** What the exercise asks **
Restate every record exactly, with nothing skipped.

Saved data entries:
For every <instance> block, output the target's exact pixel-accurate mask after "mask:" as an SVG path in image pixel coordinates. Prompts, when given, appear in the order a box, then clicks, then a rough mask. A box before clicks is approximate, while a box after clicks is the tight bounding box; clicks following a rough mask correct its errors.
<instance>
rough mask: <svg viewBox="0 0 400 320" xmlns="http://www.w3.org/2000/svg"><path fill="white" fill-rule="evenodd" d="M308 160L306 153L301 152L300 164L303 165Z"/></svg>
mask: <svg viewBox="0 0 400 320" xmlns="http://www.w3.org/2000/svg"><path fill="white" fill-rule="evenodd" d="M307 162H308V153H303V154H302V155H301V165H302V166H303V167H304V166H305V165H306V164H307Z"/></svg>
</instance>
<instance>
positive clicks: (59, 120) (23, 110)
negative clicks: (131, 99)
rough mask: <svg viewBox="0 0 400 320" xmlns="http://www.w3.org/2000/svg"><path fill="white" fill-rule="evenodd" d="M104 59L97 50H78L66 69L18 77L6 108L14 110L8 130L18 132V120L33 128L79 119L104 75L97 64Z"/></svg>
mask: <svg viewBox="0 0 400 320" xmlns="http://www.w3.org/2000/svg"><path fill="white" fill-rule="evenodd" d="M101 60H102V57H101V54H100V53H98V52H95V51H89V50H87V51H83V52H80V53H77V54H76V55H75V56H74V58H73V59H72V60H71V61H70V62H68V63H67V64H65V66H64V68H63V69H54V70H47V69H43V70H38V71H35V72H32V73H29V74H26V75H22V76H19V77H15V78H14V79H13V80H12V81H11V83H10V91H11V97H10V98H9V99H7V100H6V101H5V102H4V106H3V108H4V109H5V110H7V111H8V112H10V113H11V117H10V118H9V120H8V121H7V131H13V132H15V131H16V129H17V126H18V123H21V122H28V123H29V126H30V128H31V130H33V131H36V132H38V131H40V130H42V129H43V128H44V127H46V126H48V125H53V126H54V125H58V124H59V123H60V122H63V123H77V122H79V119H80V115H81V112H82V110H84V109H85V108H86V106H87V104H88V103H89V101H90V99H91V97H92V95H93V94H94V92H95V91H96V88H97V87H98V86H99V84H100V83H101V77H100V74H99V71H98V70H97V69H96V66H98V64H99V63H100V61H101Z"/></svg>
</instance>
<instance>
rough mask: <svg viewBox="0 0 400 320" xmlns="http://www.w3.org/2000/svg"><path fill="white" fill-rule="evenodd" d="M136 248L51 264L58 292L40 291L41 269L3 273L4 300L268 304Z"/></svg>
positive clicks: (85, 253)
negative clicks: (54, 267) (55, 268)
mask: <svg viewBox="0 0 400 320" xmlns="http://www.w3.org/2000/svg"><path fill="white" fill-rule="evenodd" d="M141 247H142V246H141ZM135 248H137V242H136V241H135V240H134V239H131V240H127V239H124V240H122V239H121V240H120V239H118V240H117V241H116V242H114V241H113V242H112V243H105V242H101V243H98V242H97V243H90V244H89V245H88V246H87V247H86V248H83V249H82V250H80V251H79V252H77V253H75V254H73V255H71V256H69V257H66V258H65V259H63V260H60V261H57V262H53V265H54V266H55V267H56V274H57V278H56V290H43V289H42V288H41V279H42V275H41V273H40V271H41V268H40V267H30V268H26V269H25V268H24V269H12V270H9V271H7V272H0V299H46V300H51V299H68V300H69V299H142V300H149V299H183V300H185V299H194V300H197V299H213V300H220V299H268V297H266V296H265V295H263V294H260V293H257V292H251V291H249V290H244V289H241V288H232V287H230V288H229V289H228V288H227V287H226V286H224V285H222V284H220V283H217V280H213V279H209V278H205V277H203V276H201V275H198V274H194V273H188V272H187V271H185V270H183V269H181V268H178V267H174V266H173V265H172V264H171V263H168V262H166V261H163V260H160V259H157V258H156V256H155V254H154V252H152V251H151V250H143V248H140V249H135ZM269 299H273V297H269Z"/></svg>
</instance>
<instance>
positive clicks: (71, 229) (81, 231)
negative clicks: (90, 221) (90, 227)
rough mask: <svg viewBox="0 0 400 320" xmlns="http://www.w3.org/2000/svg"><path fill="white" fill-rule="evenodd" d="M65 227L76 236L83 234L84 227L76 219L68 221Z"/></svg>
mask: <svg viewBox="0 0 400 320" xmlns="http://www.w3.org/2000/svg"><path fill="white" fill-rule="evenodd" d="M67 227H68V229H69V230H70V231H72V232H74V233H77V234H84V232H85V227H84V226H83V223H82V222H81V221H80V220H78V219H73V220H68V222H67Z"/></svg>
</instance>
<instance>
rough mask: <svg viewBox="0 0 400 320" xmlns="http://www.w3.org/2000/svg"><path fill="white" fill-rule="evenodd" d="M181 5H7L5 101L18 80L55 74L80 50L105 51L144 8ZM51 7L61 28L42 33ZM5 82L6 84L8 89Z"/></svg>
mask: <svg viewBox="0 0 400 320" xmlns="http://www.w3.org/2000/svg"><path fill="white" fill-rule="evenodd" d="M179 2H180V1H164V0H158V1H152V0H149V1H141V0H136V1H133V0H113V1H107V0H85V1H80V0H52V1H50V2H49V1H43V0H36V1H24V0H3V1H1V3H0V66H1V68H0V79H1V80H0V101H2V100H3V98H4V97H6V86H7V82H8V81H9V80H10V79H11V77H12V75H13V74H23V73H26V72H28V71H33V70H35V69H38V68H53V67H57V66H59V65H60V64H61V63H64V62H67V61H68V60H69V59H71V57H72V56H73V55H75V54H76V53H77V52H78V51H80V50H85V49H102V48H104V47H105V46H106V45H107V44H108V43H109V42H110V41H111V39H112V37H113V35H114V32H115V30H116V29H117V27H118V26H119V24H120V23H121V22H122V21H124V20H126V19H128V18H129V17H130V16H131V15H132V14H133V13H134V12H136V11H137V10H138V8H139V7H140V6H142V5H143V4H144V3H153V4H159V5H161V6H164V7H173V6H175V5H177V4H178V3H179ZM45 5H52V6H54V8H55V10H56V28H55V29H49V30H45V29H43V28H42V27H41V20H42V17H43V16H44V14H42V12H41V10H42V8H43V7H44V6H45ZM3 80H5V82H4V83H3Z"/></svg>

** Your solution **
For every <instance> block, output the target's exact pixel-accurate mask after "mask:" as an SVG path in image pixel coordinates. Prompts, when given, appear in the order a box, then clicks, then a rough mask. A box before clicks is approximate, while a box after clicks is the tight bounding box; clicks following a rough mask correct its errors.
<instance>
rough mask: <svg viewBox="0 0 400 320" xmlns="http://www.w3.org/2000/svg"><path fill="white" fill-rule="evenodd" d="M308 160L306 153L301 152L300 164L303 165Z"/></svg>
mask: <svg viewBox="0 0 400 320" xmlns="http://www.w3.org/2000/svg"><path fill="white" fill-rule="evenodd" d="M307 162H308V153H303V154H302V155H301V165H302V166H303V167H304V166H305V165H306V164H307Z"/></svg>
</instance>
<instance>
positive clicks: (59, 120) (23, 110)
negative clicks: (131, 99)
rough mask: <svg viewBox="0 0 400 320" xmlns="http://www.w3.org/2000/svg"><path fill="white" fill-rule="evenodd" d="M104 59L97 50H78L66 69L18 77L6 108L14 110L8 130L18 132V120L33 128L79 119L104 75L97 64Z"/></svg>
mask: <svg viewBox="0 0 400 320" xmlns="http://www.w3.org/2000/svg"><path fill="white" fill-rule="evenodd" d="M101 60H102V57H101V54H100V53H98V52H95V51H89V50H87V51H83V52H80V53H77V54H76V55H75V56H74V58H73V59H72V60H71V61H70V62H68V63H67V64H65V66H64V68H63V69H54V70H47V69H43V70H38V71H35V72H32V73H29V74H26V75H22V76H19V77H15V78H14V79H13V80H12V81H11V83H10V91H11V97H10V98H9V99H7V100H6V101H5V102H4V106H3V108H4V109H5V110H7V111H8V112H10V113H11V117H10V118H9V120H8V121H7V131H13V132H15V131H16V129H17V126H18V123H21V122H28V123H29V126H30V128H31V130H33V131H36V132H38V131H40V130H42V129H43V128H44V127H46V126H48V125H53V126H54V125H58V124H59V123H60V122H63V123H77V122H79V119H80V115H81V112H82V110H84V109H85V108H86V106H87V104H88V103H89V101H90V99H91V97H92V95H93V94H94V92H95V91H96V88H97V87H98V86H99V84H100V83H101V77H100V74H99V71H98V70H97V69H96V66H98V64H99V63H100V61H101Z"/></svg>
</instance>
<instance>
rough mask: <svg viewBox="0 0 400 320" xmlns="http://www.w3.org/2000/svg"><path fill="white" fill-rule="evenodd" d="M136 248L51 264L58 292L40 291L41 269L3 273L4 300L268 304Z"/></svg>
positive clicks: (85, 253)
negative clicks: (54, 267) (55, 268)
mask: <svg viewBox="0 0 400 320" xmlns="http://www.w3.org/2000/svg"><path fill="white" fill-rule="evenodd" d="M141 247H142V246H141ZM135 248H137V242H136V241H135V240H134V239H131V240H127V239H124V240H122V239H121V240H120V239H118V240H117V241H116V242H114V241H113V242H112V243H105V242H101V243H98V242H97V243H90V244H89V245H88V246H87V247H86V248H83V249H82V250H80V251H79V252H77V253H75V254H73V255H71V256H69V257H66V258H65V259H63V260H60V261H57V262H53V265H54V266H55V267H56V274H57V278H56V290H43V289H42V288H41V279H42V275H41V273H40V271H41V268H40V267H30V268H26V269H25V268H24V269H12V270H9V271H7V272H0V299H46V300H51V299H68V300H69V299H142V300H149V299H183V300H185V299H194V300H197V299H213V300H220V299H268V297H266V296H265V295H263V294H260V293H257V292H251V291H249V290H244V289H241V288H232V287H230V288H229V289H228V288H227V287H226V286H224V285H222V284H220V283H217V280H213V279H209V278H205V277H203V276H201V275H198V274H194V273H188V272H187V271H185V270H183V269H181V268H178V267H174V266H173V265H172V264H171V263H168V262H166V261H163V260H160V259H157V258H156V256H155V254H154V252H152V251H151V250H143V248H140V249H135ZM269 299H273V297H269Z"/></svg>
</instance>
<instance>
positive clicks: (71, 229) (81, 231)
negative clicks: (90, 221) (90, 227)
rough mask: <svg viewBox="0 0 400 320" xmlns="http://www.w3.org/2000/svg"><path fill="white" fill-rule="evenodd" d="M65 227L76 236L83 234L84 227L76 219L68 221Z"/></svg>
mask: <svg viewBox="0 0 400 320" xmlns="http://www.w3.org/2000/svg"><path fill="white" fill-rule="evenodd" d="M67 227H68V229H69V230H70V231H72V232H74V233H77V234H84V232H85V227H84V226H83V223H82V222H81V221H80V220H78V219H73V220H68V222H67Z"/></svg>
</instance>
<instance>
rough mask: <svg viewBox="0 0 400 320" xmlns="http://www.w3.org/2000/svg"><path fill="white" fill-rule="evenodd" d="M181 5H7L5 101L18 80L55 74L80 50L105 51L144 8ZM51 7L61 28L42 33ZM5 82L6 84L8 89Z"/></svg>
mask: <svg viewBox="0 0 400 320" xmlns="http://www.w3.org/2000/svg"><path fill="white" fill-rule="evenodd" d="M179 2H180V1H164V0H158V1H152V0H149V1H141V0H136V1H133V0H113V1H107V0H85V1H80V0H52V1H50V2H49V1H43V0H36V1H24V0H3V1H1V3H0V66H1V68H0V79H1V80H0V101H2V100H3V98H4V97H6V86H7V82H8V81H9V80H10V79H11V77H12V75H13V74H23V73H26V72H28V71H33V70H35V69H38V68H53V67H57V66H59V65H60V64H61V63H64V62H67V61H68V60H69V59H71V57H72V56H73V55H75V54H76V53H77V52H78V51H80V50H85V49H102V48H104V47H105V46H106V45H107V44H108V43H109V42H110V41H111V39H112V37H113V35H114V32H115V30H116V29H117V27H118V26H119V24H120V23H121V22H122V21H124V20H126V19H128V18H129V17H130V16H131V15H132V14H133V13H134V12H136V11H137V10H138V8H139V7H140V6H142V5H143V4H144V3H153V4H159V5H161V6H164V7H173V6H175V5H177V4H178V3H179ZM45 5H52V6H54V8H55V10H56V28H55V29H49V30H45V29H43V28H42V27H41V20H42V17H43V16H44V14H42V12H41V10H42V8H43V7H44V6H45ZM3 80H5V82H4V83H3Z"/></svg>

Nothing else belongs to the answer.